■ **Given problem**
Write out the lines of the data below, starting at the line that contains "Target: white window frame" and ending at the end of the data, with both ends included. Leave the pictures out of your answer.

(Pointing dataset data)

++++++++

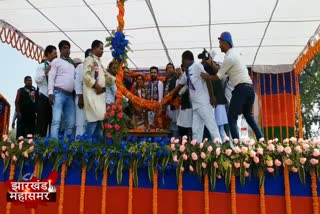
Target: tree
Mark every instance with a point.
(310, 98)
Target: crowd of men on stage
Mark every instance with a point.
(71, 95)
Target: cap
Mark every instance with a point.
(226, 36)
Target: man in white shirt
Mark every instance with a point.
(78, 82)
(44, 110)
(60, 90)
(155, 91)
(203, 112)
(243, 94)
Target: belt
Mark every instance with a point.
(63, 91)
(243, 84)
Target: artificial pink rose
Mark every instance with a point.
(175, 158)
(172, 140)
(246, 165)
(280, 149)
(256, 159)
(269, 163)
(181, 168)
(3, 148)
(294, 169)
(305, 146)
(184, 142)
(112, 113)
(203, 155)
(217, 140)
(298, 149)
(185, 157)
(218, 151)
(288, 162)
(25, 154)
(236, 165)
(237, 150)
(271, 147)
(244, 150)
(172, 147)
(228, 152)
(316, 152)
(270, 169)
(260, 151)
(120, 115)
(201, 145)
(31, 148)
(117, 127)
(182, 148)
(226, 139)
(303, 160)
(314, 161)
(194, 156)
(277, 162)
(204, 165)
(215, 164)
(288, 150)
(5, 137)
(252, 153)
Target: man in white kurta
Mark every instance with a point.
(95, 79)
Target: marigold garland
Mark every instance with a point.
(262, 196)
(180, 197)
(61, 197)
(104, 191)
(287, 189)
(83, 188)
(206, 195)
(233, 195)
(11, 176)
(315, 198)
(155, 192)
(130, 191)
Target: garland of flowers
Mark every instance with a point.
(155, 192)
(315, 199)
(233, 195)
(180, 196)
(130, 191)
(104, 191)
(287, 189)
(63, 177)
(11, 176)
(83, 188)
(262, 194)
(206, 195)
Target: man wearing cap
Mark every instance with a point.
(243, 94)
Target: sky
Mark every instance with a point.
(14, 67)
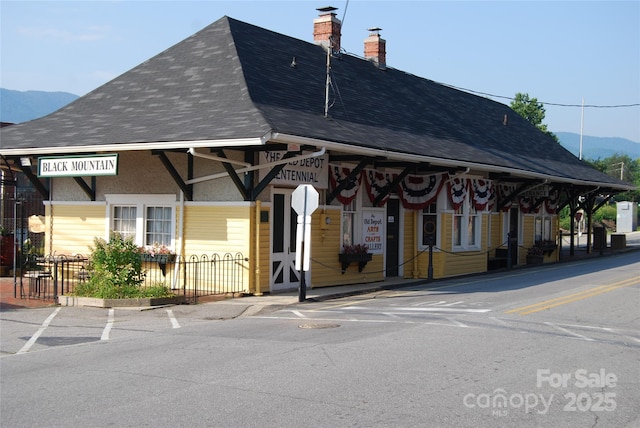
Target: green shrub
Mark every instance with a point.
(115, 272)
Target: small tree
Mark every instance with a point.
(533, 111)
(115, 271)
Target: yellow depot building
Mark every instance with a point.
(200, 148)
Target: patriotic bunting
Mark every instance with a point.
(339, 175)
(419, 191)
(457, 191)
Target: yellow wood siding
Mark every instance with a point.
(217, 229)
(326, 269)
(528, 225)
(496, 231)
(265, 252)
(74, 228)
(409, 248)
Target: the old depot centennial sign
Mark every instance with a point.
(310, 170)
(76, 166)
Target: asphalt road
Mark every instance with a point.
(551, 346)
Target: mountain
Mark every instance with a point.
(595, 148)
(23, 106)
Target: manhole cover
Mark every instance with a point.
(318, 325)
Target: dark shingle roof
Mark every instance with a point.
(234, 80)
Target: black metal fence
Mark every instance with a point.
(52, 276)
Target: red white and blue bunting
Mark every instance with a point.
(337, 176)
(419, 191)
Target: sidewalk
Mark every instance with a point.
(8, 301)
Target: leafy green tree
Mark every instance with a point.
(116, 271)
(533, 111)
(624, 168)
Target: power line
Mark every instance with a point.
(542, 102)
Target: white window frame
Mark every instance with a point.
(465, 215)
(141, 203)
(421, 216)
(542, 222)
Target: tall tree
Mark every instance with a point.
(624, 168)
(533, 111)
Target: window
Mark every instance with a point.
(158, 228)
(429, 225)
(146, 219)
(466, 226)
(124, 221)
(542, 228)
(348, 222)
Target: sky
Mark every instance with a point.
(561, 53)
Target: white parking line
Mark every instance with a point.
(107, 328)
(557, 327)
(172, 318)
(41, 330)
(417, 309)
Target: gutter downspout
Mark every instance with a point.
(181, 238)
(257, 251)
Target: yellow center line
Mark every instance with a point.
(547, 304)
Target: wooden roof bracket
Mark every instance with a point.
(271, 175)
(90, 191)
(187, 189)
(392, 185)
(522, 188)
(35, 181)
(352, 176)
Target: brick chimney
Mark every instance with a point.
(326, 28)
(375, 48)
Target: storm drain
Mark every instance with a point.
(318, 325)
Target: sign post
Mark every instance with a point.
(304, 200)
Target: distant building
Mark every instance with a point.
(206, 141)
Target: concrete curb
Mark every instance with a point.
(119, 303)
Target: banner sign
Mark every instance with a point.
(77, 166)
(314, 171)
(373, 230)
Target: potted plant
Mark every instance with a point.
(354, 253)
(157, 253)
(160, 254)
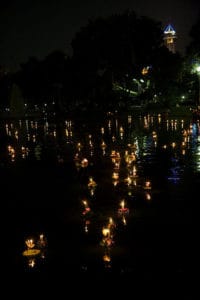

++++++++

■ **Exercise answer**
Target: white window frame
Mark every instance with a point.
(465, 215)
(141, 203)
(421, 216)
(542, 222)
Target: tall tree
Mark every instance with a point.
(624, 168)
(533, 111)
Target: window
Mark every instance with a point.
(158, 228)
(429, 225)
(146, 219)
(466, 226)
(124, 221)
(542, 228)
(348, 222)
Target: sky
Mark every instance with a point.
(561, 53)
Target: white parking line
Mark every instance with a point.
(107, 328)
(557, 327)
(172, 318)
(41, 330)
(417, 309)
Target: gutter downspout
Mark every instance with a point.
(181, 238)
(257, 251)
Target: yellow center line
Mark every instance with a point.
(547, 304)
Target: wooden roof bracket
Mark every instance with a point.
(271, 175)
(90, 191)
(187, 189)
(392, 185)
(522, 188)
(35, 181)
(352, 176)
Target: brick chimney
Mark every instance with a point.
(326, 28)
(375, 48)
Target: storm drain
Mark every instance with a point.
(318, 325)
Target: sign post
Mark every instance with a point.
(304, 200)
Target: distant building
Mark every instance with a point.
(206, 141)
Target: concrete curb
Mark every instance with a point.
(119, 303)
Target: banner sign
Mark every instance with a point.
(77, 166)
(314, 171)
(373, 230)
Target: potted plant
Mark every instance with a point.
(354, 253)
(157, 253)
(160, 254)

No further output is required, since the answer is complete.